Every record must be copied exactly, from first line to last.

* [Stored data entries]:
|---|
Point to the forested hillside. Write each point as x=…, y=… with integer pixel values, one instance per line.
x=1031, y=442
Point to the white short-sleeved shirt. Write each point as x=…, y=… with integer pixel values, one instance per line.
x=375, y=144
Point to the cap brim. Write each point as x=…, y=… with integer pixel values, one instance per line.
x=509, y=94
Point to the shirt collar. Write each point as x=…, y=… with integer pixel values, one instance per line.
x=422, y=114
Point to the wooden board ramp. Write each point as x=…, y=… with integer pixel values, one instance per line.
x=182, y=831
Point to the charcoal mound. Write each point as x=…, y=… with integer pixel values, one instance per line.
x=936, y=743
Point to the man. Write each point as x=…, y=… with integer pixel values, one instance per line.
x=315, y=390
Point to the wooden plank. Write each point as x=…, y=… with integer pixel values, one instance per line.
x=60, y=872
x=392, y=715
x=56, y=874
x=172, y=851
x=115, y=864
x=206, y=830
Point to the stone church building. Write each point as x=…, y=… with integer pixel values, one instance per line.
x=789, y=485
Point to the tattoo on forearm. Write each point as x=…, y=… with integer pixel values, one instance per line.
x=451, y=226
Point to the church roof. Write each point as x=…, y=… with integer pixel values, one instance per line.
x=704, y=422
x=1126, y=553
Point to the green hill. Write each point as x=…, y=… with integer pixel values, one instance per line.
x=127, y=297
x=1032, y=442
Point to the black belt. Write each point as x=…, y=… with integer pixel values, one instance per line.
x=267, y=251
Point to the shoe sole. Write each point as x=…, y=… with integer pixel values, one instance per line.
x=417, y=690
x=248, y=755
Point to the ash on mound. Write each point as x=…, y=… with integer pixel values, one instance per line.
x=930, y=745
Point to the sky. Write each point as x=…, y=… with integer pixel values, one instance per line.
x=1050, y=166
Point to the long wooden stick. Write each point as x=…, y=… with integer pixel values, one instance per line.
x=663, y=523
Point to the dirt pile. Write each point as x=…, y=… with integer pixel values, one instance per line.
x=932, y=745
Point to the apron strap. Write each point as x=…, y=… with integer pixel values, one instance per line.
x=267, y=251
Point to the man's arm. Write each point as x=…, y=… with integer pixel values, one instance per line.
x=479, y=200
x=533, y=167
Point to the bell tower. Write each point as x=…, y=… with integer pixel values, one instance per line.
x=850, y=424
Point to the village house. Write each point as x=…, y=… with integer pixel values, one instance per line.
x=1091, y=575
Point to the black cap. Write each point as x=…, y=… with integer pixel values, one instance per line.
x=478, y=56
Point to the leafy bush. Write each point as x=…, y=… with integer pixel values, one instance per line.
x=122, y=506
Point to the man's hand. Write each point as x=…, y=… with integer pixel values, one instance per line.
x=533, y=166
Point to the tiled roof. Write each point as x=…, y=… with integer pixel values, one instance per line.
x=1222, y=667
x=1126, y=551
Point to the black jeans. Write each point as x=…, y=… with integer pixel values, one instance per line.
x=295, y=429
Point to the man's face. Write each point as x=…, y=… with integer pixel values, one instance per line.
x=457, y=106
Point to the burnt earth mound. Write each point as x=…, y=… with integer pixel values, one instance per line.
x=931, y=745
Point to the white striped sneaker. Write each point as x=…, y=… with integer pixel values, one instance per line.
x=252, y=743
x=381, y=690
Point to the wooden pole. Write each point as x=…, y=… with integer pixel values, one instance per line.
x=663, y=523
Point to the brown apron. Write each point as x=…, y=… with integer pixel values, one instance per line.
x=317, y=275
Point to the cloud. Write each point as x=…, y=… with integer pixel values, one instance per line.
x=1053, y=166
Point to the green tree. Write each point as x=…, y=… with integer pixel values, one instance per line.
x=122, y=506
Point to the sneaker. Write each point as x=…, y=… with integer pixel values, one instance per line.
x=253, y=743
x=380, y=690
|---|
* [Answer space]:
Point to the forested hillside. Write each point as x=…, y=… with integer pixel values, one instance per line.
x=1031, y=442
Point to the white short-sleeved shirt. Write each point as x=…, y=… with integer pixel values, one instance per line.
x=375, y=144
Point to the cap brim. Write each point as x=…, y=… with integer pixel values, one instance per line.
x=509, y=94
Point to the shirt collar. Write each point as x=…, y=… with integer pixel values, one instance per line.
x=422, y=114
Point to the wooden board ramp. Write each point as x=…, y=… with integer pixel values, one instance per line.
x=182, y=831
Point to the charcoal mound. Write each point as x=…, y=… with integer pixel values, one instance per line.
x=936, y=743
Point to the man. Write each point as x=…, y=… with integer pixel values, one instance per line.
x=315, y=390
Point to the wooden plank. Write each point as x=…, y=… with integer pixel values, one instance per line.
x=60, y=872
x=392, y=715
x=56, y=874
x=172, y=851
x=115, y=864
x=206, y=830
Point to the stone church building. Write each point as x=…, y=… with integer pixel values, one instance per line.
x=789, y=485
Point to the tattoo on forearm. Write each point as x=…, y=… with integer pixel values, one instance per line.
x=451, y=226
Point to the church roof. Write each point as x=…, y=… with integer pixel values, one instance per line.
x=704, y=422
x=1126, y=553
Point to the green hill. Write each point as x=…, y=… with integer pixel values, one instance per line.
x=127, y=297
x=1032, y=442
Point to the black belt. Write each point as x=…, y=… with integer pixel values, one instance per line.
x=267, y=251
Point to the shoe sole. Write each point as x=…, y=… with integer pixel values, one instance per line.
x=417, y=690
x=248, y=755
Point to the ash on mound. Write each point as x=…, y=… with integer pixel values, one instance per line.
x=930, y=745
Point to the sky. Write each point as x=…, y=… with integer pixel values, one instance per line.
x=1050, y=166
Point to the long wooden stick. Write each point as x=…, y=… with integer pixel values, one instance per line.
x=663, y=523
Point to the dirt pile. Write each point as x=…, y=… with integer pixel values, one instance per line.
x=932, y=745
Point to the apron strap. Write each point as x=…, y=… with integer pixel values, one instance per line.
x=267, y=251
Point to the man's arm. Write each point as x=…, y=… with integer pixel values, one instance per line.
x=479, y=200
x=533, y=167
Point to the bell tower. Write each point as x=…, y=… with integer pixel values, one instance per line.
x=850, y=424
Point to the village house. Write each point as x=…, y=… with integer pixel values, one instance per line.
x=1091, y=575
Point to the black cap. Write each point as x=…, y=… with integer pixel values, one instance per line.
x=478, y=56
Point to the leafy bush. Write each point as x=…, y=… with integer pixel values, one instance per line.
x=122, y=506
Point to the man's hand. Write each point as x=…, y=… with integer pixel values, one instance per line.
x=533, y=166
Point to the tiled roof. Write each point as x=…, y=… with integer pixel values, one instance per line.
x=1222, y=667
x=1126, y=551
Point to the black jeans. Write each point as x=…, y=… with integer pixel values, one instance per line.
x=295, y=429
Point to the man's face. Write each point as x=…, y=… with integer pixel values, one instance per line.
x=457, y=106
Point to the burnt earth mound. Write each point as x=…, y=… with integer pixel values, one instance per line.
x=931, y=745
Point to the white striped sneaker. Write each point as x=…, y=… with integer pixel values, one instance per line.
x=252, y=743
x=381, y=690
Point to the wooden pole. Write each point as x=…, y=… with integer pixel values, one instance per line.
x=663, y=523
Point to the brown apron. Write each point as x=…, y=… with integer pixel values, one instance per line.
x=317, y=275
Point to the cloud. Write each point as x=…, y=… with integer pixel values, one instance per line.
x=1053, y=166
Point to the green tree. Write each point as x=…, y=… with integer pixel values, one instance per line.
x=122, y=506
Point to the sneaker. Write each point as x=…, y=… with integer pixel values, one instance per line.
x=253, y=743
x=380, y=690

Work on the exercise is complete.